Stored records

┌──

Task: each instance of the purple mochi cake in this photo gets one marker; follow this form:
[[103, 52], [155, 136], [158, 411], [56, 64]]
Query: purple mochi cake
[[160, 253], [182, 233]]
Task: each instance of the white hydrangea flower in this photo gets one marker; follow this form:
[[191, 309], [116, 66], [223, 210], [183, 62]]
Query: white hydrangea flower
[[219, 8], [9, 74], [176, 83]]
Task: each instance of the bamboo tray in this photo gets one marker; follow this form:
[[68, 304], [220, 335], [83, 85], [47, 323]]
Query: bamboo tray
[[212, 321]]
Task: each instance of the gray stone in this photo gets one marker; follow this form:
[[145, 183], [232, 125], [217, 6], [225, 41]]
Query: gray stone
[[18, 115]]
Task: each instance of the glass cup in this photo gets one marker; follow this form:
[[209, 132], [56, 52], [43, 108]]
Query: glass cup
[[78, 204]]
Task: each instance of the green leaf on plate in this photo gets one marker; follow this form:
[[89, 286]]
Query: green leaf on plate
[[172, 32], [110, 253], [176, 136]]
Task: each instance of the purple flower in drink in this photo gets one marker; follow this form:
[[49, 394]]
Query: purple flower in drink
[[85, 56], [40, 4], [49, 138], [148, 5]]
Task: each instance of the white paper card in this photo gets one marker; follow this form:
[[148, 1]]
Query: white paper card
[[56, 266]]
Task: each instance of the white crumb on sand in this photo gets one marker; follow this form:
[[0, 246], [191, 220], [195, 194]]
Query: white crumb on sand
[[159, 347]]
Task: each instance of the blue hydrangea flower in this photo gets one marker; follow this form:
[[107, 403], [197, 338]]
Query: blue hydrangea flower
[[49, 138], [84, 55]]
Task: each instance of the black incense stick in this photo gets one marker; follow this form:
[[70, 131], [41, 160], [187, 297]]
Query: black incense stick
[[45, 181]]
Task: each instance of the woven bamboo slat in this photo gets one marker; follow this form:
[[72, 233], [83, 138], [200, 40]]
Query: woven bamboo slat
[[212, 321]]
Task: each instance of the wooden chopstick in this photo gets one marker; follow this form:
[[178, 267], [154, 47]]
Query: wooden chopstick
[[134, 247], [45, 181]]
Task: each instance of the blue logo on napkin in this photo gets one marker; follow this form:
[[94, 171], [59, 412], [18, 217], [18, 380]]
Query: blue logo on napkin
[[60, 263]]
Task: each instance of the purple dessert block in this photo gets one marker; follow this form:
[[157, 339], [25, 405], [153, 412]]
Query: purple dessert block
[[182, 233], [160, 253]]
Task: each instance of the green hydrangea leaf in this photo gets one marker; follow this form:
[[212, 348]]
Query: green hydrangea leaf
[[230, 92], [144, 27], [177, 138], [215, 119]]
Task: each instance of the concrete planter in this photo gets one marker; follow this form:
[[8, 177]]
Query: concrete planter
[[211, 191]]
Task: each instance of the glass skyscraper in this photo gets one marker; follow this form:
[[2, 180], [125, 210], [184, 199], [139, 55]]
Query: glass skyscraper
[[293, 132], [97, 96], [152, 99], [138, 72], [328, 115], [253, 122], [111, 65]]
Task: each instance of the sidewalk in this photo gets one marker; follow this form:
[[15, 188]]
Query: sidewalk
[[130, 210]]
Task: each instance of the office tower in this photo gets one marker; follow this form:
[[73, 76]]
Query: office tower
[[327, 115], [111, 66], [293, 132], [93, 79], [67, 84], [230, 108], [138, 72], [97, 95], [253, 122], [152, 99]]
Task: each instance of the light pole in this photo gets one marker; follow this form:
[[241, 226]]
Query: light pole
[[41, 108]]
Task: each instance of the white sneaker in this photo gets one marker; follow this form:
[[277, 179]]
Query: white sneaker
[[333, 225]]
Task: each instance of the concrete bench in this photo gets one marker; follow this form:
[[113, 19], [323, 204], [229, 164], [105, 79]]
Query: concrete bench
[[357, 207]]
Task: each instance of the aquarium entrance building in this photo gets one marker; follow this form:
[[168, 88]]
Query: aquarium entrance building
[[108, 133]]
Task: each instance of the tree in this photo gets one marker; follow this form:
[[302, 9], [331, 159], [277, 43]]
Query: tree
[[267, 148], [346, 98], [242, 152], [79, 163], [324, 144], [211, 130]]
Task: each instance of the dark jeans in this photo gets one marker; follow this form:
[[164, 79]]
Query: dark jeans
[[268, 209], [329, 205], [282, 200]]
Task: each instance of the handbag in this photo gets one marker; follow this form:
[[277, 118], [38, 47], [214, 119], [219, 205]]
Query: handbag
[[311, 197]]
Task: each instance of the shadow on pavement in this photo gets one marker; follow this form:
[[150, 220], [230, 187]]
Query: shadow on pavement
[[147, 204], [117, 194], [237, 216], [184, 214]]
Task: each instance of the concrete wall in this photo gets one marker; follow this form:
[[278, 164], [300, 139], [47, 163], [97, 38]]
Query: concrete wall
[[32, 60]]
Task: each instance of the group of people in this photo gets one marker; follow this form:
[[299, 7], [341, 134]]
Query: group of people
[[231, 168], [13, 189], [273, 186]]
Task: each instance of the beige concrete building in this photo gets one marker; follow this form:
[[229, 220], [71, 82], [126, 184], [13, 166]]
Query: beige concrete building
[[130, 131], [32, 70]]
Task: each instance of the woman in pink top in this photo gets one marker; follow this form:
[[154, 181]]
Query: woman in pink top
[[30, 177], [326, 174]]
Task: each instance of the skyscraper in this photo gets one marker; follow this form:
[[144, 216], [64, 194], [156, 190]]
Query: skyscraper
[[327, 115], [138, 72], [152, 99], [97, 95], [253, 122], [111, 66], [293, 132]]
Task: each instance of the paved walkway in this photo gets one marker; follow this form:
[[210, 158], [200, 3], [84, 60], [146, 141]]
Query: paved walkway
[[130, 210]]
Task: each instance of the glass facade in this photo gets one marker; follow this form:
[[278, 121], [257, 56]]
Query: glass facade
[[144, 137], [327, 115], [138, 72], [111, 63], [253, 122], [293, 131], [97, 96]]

└──

What is required ::
Write out each entry again, word for word.

Task result ::
Task: each instance of the purple mochi cake in this photo gets one marker; follow this form:
[[103, 52], [155, 136], [158, 411], [56, 64]]
Query: purple mochi cake
[[160, 253], [182, 233]]
Task: each instance of the white hydrangea flower in this photo gets one marker; follow this form:
[[191, 309], [116, 66], [223, 210], [183, 62]]
Query: white hydrangea flower
[[219, 8], [9, 74], [176, 83]]
Task: each instance of the bamboo tray in this photo gets one marker; follow this form:
[[68, 304], [220, 335], [83, 85], [47, 323]]
Query: bamboo tray
[[212, 321]]
Task: each instance of the gray stone in this photo gets one marker; follow this form:
[[145, 183], [232, 125], [217, 6], [225, 41]]
Query: gray stone
[[18, 115]]
Task: each instance of the glass cup in this photo gets one marker; follow this form:
[[209, 132], [56, 52], [43, 108]]
Query: glass cup
[[78, 204]]
Task: each instance of the green leaf on plate in this photo gets one marker; follow this form:
[[89, 286]]
Query: green leaf on plate
[[172, 32], [110, 253], [176, 136]]
Task: each instance of the purple flower in drink in this photo gets one marker; follow this form:
[[49, 394]]
Query: purple flower in drink
[[85, 56], [40, 4], [49, 138], [148, 5]]
Task: each instance of the white paper card in this photo gets one marker; follow this form:
[[148, 1]]
Query: white paper card
[[56, 266]]
Task: each instance of the white crumb on sand in this photo gets one marker; follow this form:
[[0, 246], [191, 220], [195, 194]]
Query: white crumb on sand
[[159, 347]]
Task: each instance of the blue hydrangea flower in this photo gets one marker; follow this form:
[[107, 403], [197, 338]]
Query: blue hydrangea flower
[[49, 138], [84, 55]]
Task: each instance of the black incense stick in this photo gets one marker; follow this form:
[[70, 131], [41, 160], [187, 297]]
Query: black incense stick
[[45, 181]]
Task: each instance of the woven bamboo slat in this photo gets one marker; follow this form:
[[72, 233], [83, 138], [200, 40]]
Query: woven bamboo slat
[[212, 321]]
Task: each instance of the wooden chopstick in this photo gets one marker; follow this form:
[[178, 267], [154, 47]]
Query: wooden chopstick
[[134, 247], [45, 181]]
Task: each instance of the blue logo on napkin in this photo gets one marker; follow this form:
[[94, 171], [59, 412], [18, 217], [18, 380]]
Query: blue logo on napkin
[[60, 263]]
Task: each instance of the purple dessert block in this photo gets one marker; follow this form:
[[157, 339], [25, 405], [153, 412]]
Query: purple dessert block
[[182, 233], [160, 253]]
Task: each instance of the green hydrangea leaf in this photo gets one marker; follow this form:
[[212, 348]]
Query: green hydrangea leaf
[[230, 92], [144, 27], [177, 138], [215, 119]]
Task: each instance of the concrete planter in this photo gets one marker; follow this form:
[[8, 177]]
Query: concrete planter
[[211, 191]]
Task: each instance of the glass skyscraper in this photo gets one marker; follow this form:
[[2, 180], [125, 210], [184, 199], [139, 55]]
Query: glass skyscraper
[[293, 132], [97, 96], [152, 99], [138, 72], [328, 115], [253, 122], [111, 65]]
Task: each instance of the sidewalk in this photo gets one marker; follow this form:
[[15, 188]]
Query: sidewalk
[[130, 210]]
Task: each instance of the office tower in this photo gets one marker; follow this form:
[[73, 76]]
Query: office tower
[[327, 115], [111, 66], [293, 132], [93, 79], [67, 84], [230, 108], [138, 72], [97, 95], [253, 122], [152, 99]]
Task: each instance of the light pole in this photo gets one marker; follow this form:
[[241, 226]]
Query: light pole
[[41, 108]]
Task: each instance of the white sneaker in this photo gets one marker; follow this form:
[[277, 179]]
Query: white sneaker
[[333, 225]]
Task: each instance of the concrete bench in this photo gets one marker; follow this form:
[[113, 19], [323, 204], [229, 164], [105, 79]]
Query: concrete bench
[[357, 207]]
Task: each instance of the aquarium entrance building in this photo gets one marker; follow this form:
[[168, 88]]
Query: aquarium entrance building
[[108, 133]]
Task: each instance of the tree in this photo gets one marker; follow this form:
[[302, 9], [331, 159], [277, 43]]
Query: tree
[[267, 148], [346, 98], [242, 152], [79, 163], [324, 144], [211, 130]]
Task: each instance of the dark jeans in this photo gets one marker; follow this form:
[[164, 79]]
Query: dark jeans
[[268, 209], [329, 205], [282, 200]]
Task: each instance of the handbag in this photo gets one marker; follow this form:
[[277, 118], [38, 47], [214, 119], [219, 205]]
Query: handbag
[[311, 197]]
Task: each instance of the shadow on pavement in this photo gets one marker; follow this form:
[[150, 220], [230, 187]]
Query: shadow on pavement
[[147, 204], [117, 194], [237, 216], [184, 214]]
Task: each instance of the concrete wall in this photo gets one marker; follow this form:
[[278, 164], [300, 139], [47, 163], [97, 38]]
Query: concrete wall
[[32, 60]]
Task: each instance of the group of people in this photo gets one marker; follow this form:
[[299, 7], [341, 134]]
Query: group of people
[[231, 168], [13, 189], [273, 186]]
Task: each instance of the beige concrete building in this photo gets one marker; follow this form:
[[229, 220], [71, 82], [126, 184], [13, 166]]
Query: beige concrete building
[[130, 131], [32, 70]]
Task: each instance of the woman in pink top in this photo gets one marker; follow this form:
[[154, 181]]
Query: woman in pink top
[[30, 177], [326, 174]]
Task: each instance of the skyscraper in this photo gets one marker; follow this form:
[[144, 216], [64, 194], [156, 190]]
Query: skyscraper
[[327, 115], [138, 72], [152, 99], [97, 95], [253, 122], [111, 66], [293, 132]]
Task: each instance of the paved walkway in this photo gets one marker; follow this form:
[[210, 158], [200, 3], [84, 60], [146, 141]]
Query: paved walkway
[[130, 210]]
Task: each instance of the glass facade in this photo gets one marker; follow this form:
[[278, 121], [257, 56]]
Query: glass facade
[[144, 137], [327, 115], [138, 72], [111, 63], [253, 122], [293, 131], [97, 96]]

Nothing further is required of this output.